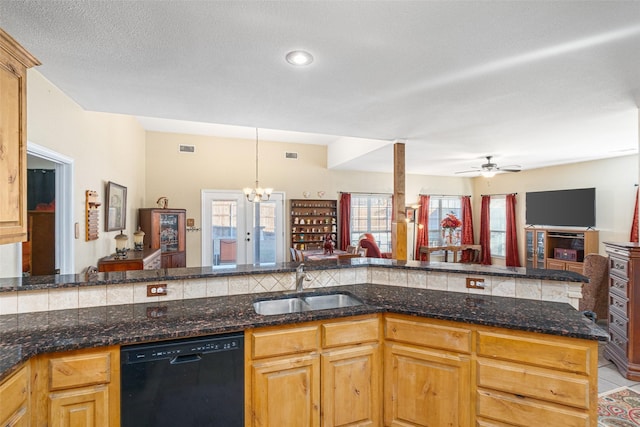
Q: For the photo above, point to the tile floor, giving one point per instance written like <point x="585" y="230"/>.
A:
<point x="609" y="378"/>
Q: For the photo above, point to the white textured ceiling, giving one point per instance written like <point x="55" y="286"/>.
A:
<point x="532" y="83"/>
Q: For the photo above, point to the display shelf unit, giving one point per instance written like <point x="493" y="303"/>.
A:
<point x="541" y="245"/>
<point x="311" y="221"/>
<point x="165" y="229"/>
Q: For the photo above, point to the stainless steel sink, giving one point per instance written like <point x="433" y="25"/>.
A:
<point x="302" y="303"/>
<point x="321" y="302"/>
<point x="279" y="306"/>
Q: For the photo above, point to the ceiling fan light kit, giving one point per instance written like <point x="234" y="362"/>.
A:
<point x="489" y="169"/>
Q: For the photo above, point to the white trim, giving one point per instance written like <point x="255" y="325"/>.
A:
<point x="64" y="252"/>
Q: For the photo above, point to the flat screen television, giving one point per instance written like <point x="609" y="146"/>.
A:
<point x="562" y="208"/>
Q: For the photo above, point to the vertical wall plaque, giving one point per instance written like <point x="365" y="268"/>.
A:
<point x="93" y="214"/>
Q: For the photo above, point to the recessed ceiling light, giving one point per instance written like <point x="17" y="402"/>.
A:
<point x="299" y="57"/>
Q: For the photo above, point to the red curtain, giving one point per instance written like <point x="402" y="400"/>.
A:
<point x="485" y="231"/>
<point x="512" y="256"/>
<point x="422" y="219"/>
<point x="345" y="224"/>
<point x="467" y="226"/>
<point x="634" y="224"/>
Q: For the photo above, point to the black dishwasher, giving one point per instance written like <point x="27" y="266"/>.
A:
<point x="186" y="382"/>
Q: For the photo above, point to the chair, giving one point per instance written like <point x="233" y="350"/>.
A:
<point x="595" y="294"/>
<point x="373" y="250"/>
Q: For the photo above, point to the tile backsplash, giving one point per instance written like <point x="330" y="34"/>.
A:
<point x="131" y="293"/>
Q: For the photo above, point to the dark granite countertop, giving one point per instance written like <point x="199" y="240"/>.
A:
<point x="23" y="336"/>
<point x="75" y="280"/>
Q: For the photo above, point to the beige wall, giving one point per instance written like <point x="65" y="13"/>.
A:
<point x="104" y="147"/>
<point x="109" y="147"/>
<point x="229" y="164"/>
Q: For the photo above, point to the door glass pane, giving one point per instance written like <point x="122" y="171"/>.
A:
<point x="224" y="232"/>
<point x="168" y="232"/>
<point x="264" y="233"/>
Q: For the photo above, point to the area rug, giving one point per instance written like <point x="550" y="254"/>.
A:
<point x="619" y="408"/>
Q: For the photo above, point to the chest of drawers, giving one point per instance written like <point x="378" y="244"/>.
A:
<point x="623" y="348"/>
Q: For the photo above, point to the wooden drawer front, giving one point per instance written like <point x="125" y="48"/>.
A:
<point x="619" y="267"/>
<point x="81" y="370"/>
<point x="618" y="341"/>
<point x="429" y="335"/>
<point x="546" y="354"/>
<point x="618" y="286"/>
<point x="619" y="303"/>
<point x="523" y="411"/>
<point x="619" y="323"/>
<point x="13" y="393"/>
<point x="544" y="384"/>
<point x="491" y="423"/>
<point x="349" y="333"/>
<point x="576" y="267"/>
<point x="282" y="341"/>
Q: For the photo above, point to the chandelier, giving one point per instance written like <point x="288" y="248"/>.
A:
<point x="257" y="194"/>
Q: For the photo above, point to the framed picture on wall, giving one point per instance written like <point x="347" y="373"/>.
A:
<point x="116" y="207"/>
<point x="410" y="214"/>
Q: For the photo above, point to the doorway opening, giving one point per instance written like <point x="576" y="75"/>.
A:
<point x="60" y="208"/>
<point x="236" y="231"/>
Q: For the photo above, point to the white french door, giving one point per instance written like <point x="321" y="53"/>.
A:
<point x="236" y="231"/>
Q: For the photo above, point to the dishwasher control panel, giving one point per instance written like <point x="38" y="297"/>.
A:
<point x="190" y="346"/>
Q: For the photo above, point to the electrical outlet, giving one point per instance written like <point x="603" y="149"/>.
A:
<point x="474" y="283"/>
<point x="156" y="290"/>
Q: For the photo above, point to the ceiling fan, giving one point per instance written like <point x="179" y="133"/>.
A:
<point x="489" y="169"/>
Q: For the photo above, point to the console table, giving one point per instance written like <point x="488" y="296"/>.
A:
<point x="147" y="259"/>
<point x="426" y="251"/>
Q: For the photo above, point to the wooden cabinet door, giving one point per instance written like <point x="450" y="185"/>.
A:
<point x="86" y="407"/>
<point x="14" y="398"/>
<point x="426" y="387"/>
<point x="351" y="391"/>
<point x="286" y="392"/>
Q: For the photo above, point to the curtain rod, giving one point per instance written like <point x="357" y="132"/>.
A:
<point x="362" y="192"/>
<point x="445" y="195"/>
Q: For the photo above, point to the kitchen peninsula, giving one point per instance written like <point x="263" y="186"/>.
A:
<point x="410" y="311"/>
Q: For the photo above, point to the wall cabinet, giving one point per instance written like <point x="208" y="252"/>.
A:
<point x="623" y="349"/>
<point x="311" y="221"/>
<point x="78" y="388"/>
<point x="165" y="229"/>
<point x="547" y="247"/>
<point x="15" y="398"/>
<point x="14" y="61"/>
<point x="328" y="371"/>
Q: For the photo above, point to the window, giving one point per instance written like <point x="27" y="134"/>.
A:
<point x="498" y="225"/>
<point x="439" y="207"/>
<point x="371" y="213"/>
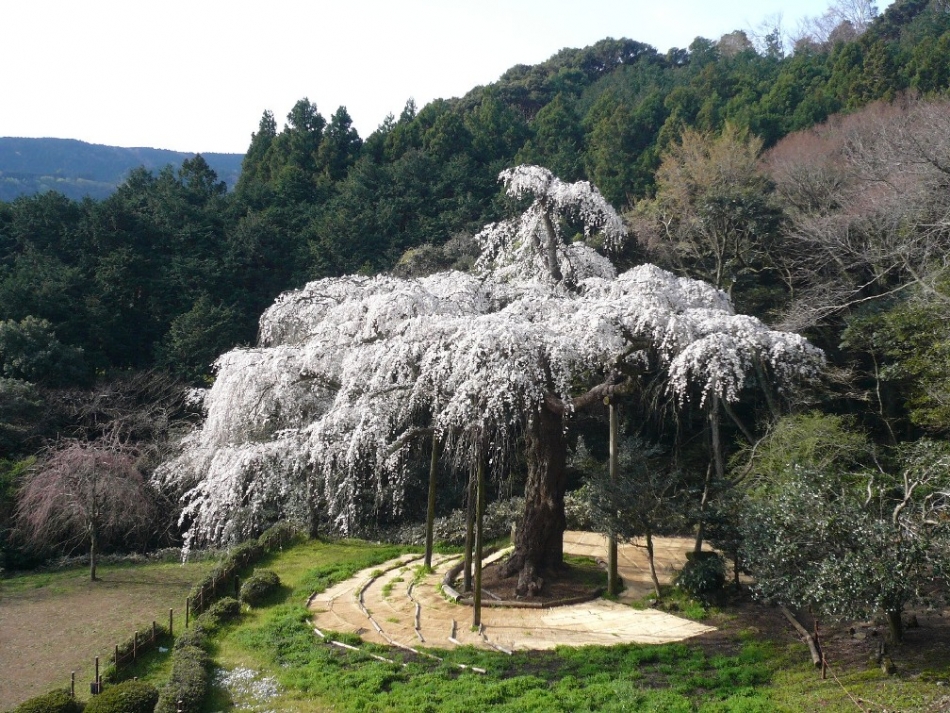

### Stated exercise:
Return every line of the items above that contains the string "tile", copying each line in full.

### Response to the exercise:
Q: For the photo above, point to the tile floor, giving one point per instance written like <point x="585" y="230"/>.
Q: For the photo above, point to the tile backsplash, giving one point per instance written like <point x="330" y="34"/>.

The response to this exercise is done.